» **Request 1**: Rewrite the stretch of the records from their start through the line containing "[(191, 149)]", changing "bridge shadow on water" to "bridge reflection on water" and leaving everything else unchanged. Leave the pictures out of your answer.

» **Provided passage**:
-.-.-
Editor’s note: In Perfectly Unfinished, Andrea Logan White shares the story of her faith — a journey which took her from the Playboy mansion to finding God at a stop light on Hollywood Boulevard. Along the way, she battled the need to be “perfect”, to be accepted by herself, by others, and by God and discovered that God loves us just as we are, where we are. Enjoy this excerpt from Perfectly Unfinished.
Soul hunger or not, a girl — especially a wannabe actor — can’t live in Los Angeles without getting her nails done. So I religiously took my place in a chair at the nail salon. Since I was earning nothing and trying to live on a shoestring, that tells you where my priorities were for how I spent my money.
One day as I sat in the black faux leather chair letting my nails dry, I picked up a well-read Ladies’ Home Journal. (I would have rather read People, but couldn’t find one on the rack.) There was a teaser on the cover, something about a diet that really works. Always conscious of every pound and inch, I was curious and flipped directly to the article and read it.
Then I read it again. Carefully.
It spoke about a diet that used prayer to tap into weight control. “God made your body, and God can help you win the battle against overeating.” I read on to see how the diet combined healthy eating with a spiritual understanding of our bodies and our innermost person. The program incorporated daily prayer, confession, and, of all things, Bible reading. Something stirred in me. It was almost as if the article had pulled back the curtain to peer into that deep place in my soul, the place from which my hunger was coming. I knew I was reading truth.
There was a link between my soul and food.
-.-.-
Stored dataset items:
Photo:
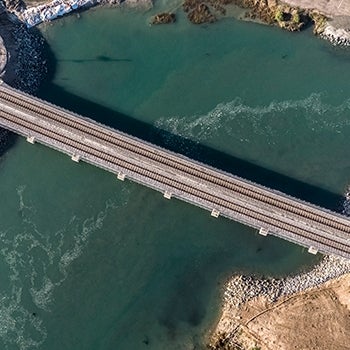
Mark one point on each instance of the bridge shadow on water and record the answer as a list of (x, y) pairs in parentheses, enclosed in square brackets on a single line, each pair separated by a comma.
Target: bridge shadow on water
[(191, 149)]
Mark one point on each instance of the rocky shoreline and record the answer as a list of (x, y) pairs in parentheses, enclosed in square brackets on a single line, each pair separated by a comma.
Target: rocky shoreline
[(242, 289), (23, 63)]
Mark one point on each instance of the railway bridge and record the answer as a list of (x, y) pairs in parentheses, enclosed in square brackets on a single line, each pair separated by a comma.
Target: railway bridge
[(267, 210)]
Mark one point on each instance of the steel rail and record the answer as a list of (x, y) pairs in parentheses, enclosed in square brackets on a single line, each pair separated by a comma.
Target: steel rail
[(199, 193), (98, 132)]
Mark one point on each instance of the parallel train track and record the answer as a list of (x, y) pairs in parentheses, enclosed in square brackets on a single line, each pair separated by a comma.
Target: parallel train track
[(168, 181), (116, 139)]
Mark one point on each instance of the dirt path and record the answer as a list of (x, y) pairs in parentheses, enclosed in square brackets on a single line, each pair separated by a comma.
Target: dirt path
[(315, 319), (328, 7)]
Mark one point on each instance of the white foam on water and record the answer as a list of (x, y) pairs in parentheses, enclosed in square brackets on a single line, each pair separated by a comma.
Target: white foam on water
[(38, 263), (236, 119)]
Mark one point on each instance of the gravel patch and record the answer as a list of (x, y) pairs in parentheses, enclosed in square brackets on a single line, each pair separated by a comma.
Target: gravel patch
[(241, 289)]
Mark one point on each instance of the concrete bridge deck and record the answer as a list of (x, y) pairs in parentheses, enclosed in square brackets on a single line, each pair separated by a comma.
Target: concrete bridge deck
[(269, 211)]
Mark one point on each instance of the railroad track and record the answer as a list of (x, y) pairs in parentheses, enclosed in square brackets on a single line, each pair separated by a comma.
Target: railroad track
[(98, 132), (199, 193)]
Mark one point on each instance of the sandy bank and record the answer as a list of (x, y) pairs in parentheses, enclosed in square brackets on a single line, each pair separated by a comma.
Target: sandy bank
[(267, 313)]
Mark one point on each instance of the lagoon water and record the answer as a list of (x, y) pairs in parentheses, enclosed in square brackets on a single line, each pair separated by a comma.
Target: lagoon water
[(87, 262)]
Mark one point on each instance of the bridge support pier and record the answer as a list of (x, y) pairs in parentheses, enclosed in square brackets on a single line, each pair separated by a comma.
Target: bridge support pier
[(76, 158), (313, 250), (31, 139), (263, 231), (121, 176), (167, 195), (215, 213)]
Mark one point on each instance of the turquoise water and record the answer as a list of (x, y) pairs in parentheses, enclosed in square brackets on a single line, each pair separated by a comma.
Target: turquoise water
[(87, 262)]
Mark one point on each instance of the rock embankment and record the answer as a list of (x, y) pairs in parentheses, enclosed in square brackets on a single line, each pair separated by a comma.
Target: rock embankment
[(250, 297), (24, 66), (337, 31), (163, 18), (241, 289)]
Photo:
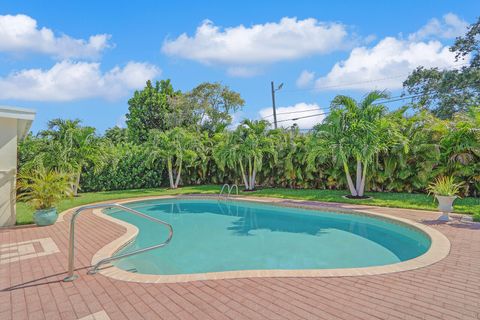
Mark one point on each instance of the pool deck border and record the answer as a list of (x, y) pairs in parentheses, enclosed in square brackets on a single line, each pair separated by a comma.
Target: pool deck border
[(439, 249)]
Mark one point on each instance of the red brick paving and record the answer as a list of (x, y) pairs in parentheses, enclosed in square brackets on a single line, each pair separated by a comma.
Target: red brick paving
[(32, 289)]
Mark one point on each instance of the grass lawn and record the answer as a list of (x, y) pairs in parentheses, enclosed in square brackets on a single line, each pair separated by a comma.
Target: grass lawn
[(398, 200)]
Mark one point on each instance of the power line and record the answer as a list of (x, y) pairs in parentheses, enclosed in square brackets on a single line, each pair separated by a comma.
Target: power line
[(348, 84), (304, 117), (395, 99), (291, 112)]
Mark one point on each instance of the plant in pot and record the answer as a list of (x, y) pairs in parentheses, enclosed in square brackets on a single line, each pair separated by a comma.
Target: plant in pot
[(446, 191), (42, 189)]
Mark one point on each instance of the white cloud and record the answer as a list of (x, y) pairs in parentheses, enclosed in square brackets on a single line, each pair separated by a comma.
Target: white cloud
[(67, 81), (310, 114), (243, 72), (305, 79), (20, 33), (386, 65), (258, 44), (451, 26)]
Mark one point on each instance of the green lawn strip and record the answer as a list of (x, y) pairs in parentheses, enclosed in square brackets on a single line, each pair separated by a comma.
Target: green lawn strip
[(25, 213), (382, 199)]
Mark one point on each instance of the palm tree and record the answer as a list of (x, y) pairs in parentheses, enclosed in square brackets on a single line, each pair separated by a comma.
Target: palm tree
[(176, 146), (71, 147), (245, 148), (354, 130)]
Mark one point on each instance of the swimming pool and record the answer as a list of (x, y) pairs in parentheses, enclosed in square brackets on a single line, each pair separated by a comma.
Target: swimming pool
[(219, 236)]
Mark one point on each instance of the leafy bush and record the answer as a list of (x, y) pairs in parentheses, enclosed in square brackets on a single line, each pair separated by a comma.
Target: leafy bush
[(444, 186), (126, 168), (42, 188)]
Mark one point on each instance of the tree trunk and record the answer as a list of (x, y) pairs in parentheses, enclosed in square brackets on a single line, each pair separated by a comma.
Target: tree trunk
[(358, 181), (250, 174), (178, 175), (170, 173), (244, 176), (252, 183), (76, 185), (353, 191), (362, 184)]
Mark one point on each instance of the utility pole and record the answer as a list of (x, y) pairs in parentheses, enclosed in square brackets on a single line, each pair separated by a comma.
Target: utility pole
[(273, 102)]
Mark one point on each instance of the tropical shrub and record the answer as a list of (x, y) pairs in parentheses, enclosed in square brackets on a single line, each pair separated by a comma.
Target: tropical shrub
[(42, 188), (444, 186)]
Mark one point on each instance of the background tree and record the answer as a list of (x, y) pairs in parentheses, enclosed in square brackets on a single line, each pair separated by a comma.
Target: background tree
[(150, 108), (354, 130), (176, 147), (446, 92), (71, 146), (211, 105), (117, 135), (245, 149)]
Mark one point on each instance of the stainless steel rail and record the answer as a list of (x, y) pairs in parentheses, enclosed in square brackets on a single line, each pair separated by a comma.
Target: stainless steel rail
[(71, 250), (229, 190), (223, 188)]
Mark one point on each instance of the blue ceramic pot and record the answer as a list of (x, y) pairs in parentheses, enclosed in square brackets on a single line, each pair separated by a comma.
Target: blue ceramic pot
[(45, 217)]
-.-.-
» **Request 2**: Summarize the excerpt about the nail salon magazine article in two sentences.

» **Correct answer 1**:
Photo:
Mark one point on each instance of the bridge reflection on water and record the answer as a list of (x, y) pairs in parentheses, enclosed in square brackets on a single line, each pair separated by a comma.
Target: bridge reflection on water
[(191, 149)]

» **Correct answer 2**: While letting her nails dry at a salon, the author read a Ladies' Home Journal article about a diet that combined healthy eating with daily prayer, confession, and Bible reading. The article stirred something in her, and she saw that there was a link between her soul and food.